(Records from a data source)
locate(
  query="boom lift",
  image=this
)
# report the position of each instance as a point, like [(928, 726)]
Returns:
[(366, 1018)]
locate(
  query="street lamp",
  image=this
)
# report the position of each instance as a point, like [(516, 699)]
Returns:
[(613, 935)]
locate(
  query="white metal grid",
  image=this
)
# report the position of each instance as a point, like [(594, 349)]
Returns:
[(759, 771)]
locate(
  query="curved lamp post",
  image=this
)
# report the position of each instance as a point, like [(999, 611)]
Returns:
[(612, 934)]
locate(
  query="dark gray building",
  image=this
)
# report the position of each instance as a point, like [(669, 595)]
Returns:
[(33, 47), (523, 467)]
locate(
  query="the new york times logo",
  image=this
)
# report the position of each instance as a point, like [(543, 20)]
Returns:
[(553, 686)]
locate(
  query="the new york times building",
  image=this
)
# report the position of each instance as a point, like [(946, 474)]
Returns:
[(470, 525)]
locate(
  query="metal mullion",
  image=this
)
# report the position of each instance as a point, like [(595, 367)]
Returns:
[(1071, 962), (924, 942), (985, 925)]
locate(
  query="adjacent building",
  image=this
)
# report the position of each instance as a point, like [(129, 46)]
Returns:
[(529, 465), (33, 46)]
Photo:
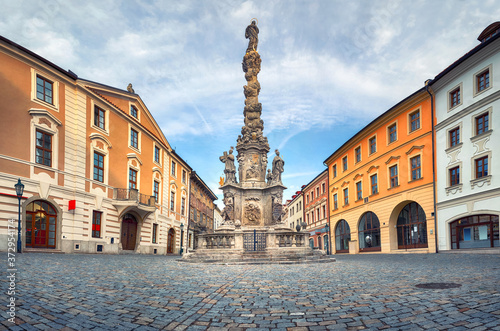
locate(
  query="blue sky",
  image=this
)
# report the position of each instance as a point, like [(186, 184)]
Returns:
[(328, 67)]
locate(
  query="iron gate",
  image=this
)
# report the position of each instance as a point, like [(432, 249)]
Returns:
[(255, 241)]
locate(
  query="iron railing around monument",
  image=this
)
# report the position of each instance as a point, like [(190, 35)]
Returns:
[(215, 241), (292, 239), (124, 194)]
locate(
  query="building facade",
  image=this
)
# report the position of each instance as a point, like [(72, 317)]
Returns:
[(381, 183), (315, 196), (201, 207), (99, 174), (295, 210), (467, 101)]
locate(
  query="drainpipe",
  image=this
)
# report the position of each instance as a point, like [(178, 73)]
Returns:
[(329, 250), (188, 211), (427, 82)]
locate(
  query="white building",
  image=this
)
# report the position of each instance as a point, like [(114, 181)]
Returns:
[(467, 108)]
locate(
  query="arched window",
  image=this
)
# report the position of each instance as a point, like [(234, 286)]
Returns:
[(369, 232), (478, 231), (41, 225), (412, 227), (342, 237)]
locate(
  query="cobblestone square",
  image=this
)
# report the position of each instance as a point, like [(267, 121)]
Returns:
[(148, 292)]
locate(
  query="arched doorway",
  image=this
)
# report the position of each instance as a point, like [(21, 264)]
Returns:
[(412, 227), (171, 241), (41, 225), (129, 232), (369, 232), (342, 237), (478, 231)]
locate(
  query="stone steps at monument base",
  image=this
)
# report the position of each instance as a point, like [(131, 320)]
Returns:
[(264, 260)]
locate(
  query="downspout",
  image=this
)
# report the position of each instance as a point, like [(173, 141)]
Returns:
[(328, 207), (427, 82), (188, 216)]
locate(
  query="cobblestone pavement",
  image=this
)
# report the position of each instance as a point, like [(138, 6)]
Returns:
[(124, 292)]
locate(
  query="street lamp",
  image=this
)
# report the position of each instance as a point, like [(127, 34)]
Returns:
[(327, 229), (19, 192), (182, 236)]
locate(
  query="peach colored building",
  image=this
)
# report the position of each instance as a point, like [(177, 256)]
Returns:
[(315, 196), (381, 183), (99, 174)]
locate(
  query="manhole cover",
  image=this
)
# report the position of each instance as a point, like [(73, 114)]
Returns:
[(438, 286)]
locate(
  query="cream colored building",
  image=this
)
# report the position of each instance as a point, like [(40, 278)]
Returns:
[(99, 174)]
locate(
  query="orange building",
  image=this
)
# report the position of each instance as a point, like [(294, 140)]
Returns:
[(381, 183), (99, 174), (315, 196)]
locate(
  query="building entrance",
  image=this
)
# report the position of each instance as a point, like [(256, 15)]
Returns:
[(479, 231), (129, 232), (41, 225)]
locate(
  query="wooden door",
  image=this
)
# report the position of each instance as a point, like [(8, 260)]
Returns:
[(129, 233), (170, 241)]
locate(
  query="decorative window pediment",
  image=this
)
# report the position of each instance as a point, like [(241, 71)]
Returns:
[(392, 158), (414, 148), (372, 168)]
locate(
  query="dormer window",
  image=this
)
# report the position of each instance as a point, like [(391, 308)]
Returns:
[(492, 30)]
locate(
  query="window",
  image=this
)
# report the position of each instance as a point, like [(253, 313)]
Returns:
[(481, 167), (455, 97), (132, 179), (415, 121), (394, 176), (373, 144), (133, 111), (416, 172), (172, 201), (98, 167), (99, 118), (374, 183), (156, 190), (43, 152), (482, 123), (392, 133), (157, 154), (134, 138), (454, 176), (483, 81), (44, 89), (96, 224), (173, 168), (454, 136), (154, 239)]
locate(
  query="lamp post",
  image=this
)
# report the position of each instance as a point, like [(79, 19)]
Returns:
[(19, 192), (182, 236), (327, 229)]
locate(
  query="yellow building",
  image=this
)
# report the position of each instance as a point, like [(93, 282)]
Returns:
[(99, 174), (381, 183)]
* * *
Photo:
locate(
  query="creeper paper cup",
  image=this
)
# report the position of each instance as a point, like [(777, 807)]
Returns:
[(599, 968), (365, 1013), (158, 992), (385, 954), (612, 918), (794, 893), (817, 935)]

_Your objective_
How many lines in the items above contain the word "building"? Give only the number.

_Reply to the exercise_
10